▸ **Exercise brief**
Gather every line from the rows below that contains the string "Query", and copy each one in full.

▸ **Input rows**
***
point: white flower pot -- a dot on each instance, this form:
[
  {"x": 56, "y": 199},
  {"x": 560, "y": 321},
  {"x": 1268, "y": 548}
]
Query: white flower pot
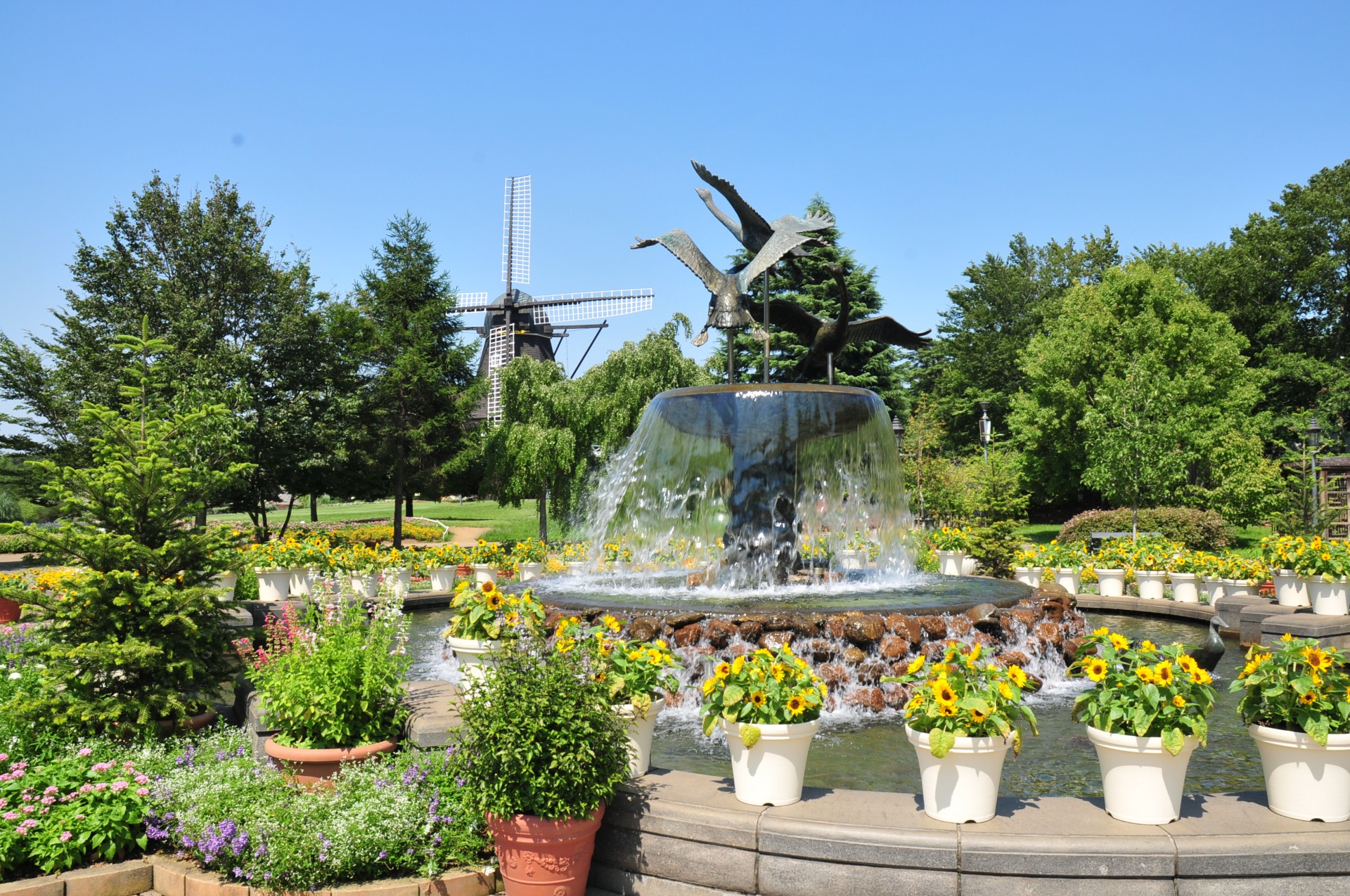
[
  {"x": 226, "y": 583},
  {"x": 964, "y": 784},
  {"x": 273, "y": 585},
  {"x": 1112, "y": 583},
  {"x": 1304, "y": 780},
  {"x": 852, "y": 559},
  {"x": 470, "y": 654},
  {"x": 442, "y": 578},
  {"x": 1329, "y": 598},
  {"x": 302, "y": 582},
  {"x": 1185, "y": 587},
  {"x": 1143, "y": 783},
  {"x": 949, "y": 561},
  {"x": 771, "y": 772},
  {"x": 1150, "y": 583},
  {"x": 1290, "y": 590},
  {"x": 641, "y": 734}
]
***
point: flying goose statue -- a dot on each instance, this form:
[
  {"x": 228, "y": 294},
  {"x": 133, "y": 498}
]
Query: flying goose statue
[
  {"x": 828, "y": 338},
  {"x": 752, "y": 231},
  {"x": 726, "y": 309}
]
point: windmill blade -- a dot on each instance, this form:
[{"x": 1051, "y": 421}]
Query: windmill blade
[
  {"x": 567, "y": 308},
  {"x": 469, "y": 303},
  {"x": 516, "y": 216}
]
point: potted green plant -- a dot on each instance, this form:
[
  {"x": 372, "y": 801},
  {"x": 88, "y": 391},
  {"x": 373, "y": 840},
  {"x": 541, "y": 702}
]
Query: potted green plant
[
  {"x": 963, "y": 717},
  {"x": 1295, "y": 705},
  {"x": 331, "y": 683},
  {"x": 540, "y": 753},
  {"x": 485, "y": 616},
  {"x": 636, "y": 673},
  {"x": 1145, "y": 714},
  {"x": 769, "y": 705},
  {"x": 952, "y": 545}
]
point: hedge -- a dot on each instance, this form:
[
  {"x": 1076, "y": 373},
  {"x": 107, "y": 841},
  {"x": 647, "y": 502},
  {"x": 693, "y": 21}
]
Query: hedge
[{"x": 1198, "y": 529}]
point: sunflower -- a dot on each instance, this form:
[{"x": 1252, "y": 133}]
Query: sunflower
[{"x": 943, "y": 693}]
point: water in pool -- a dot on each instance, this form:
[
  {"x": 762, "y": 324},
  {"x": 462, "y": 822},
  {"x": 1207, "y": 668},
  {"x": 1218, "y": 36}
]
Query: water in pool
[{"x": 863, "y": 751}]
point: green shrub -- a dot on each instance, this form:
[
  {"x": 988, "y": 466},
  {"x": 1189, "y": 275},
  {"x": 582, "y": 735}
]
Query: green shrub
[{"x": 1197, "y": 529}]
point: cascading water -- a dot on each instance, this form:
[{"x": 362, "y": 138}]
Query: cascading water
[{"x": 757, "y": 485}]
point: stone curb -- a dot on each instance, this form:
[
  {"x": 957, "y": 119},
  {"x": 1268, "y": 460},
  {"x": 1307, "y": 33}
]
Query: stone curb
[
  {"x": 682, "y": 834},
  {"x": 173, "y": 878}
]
***
▸ **Finished exercise**
Query: white flower pot
Query: flying goose statue
Query: windmill blade
Query: potted green plant
Query: hedge
Query: sunflower
Query: water in pool
Query: green shrub
Query: cascading water
Query: stone curb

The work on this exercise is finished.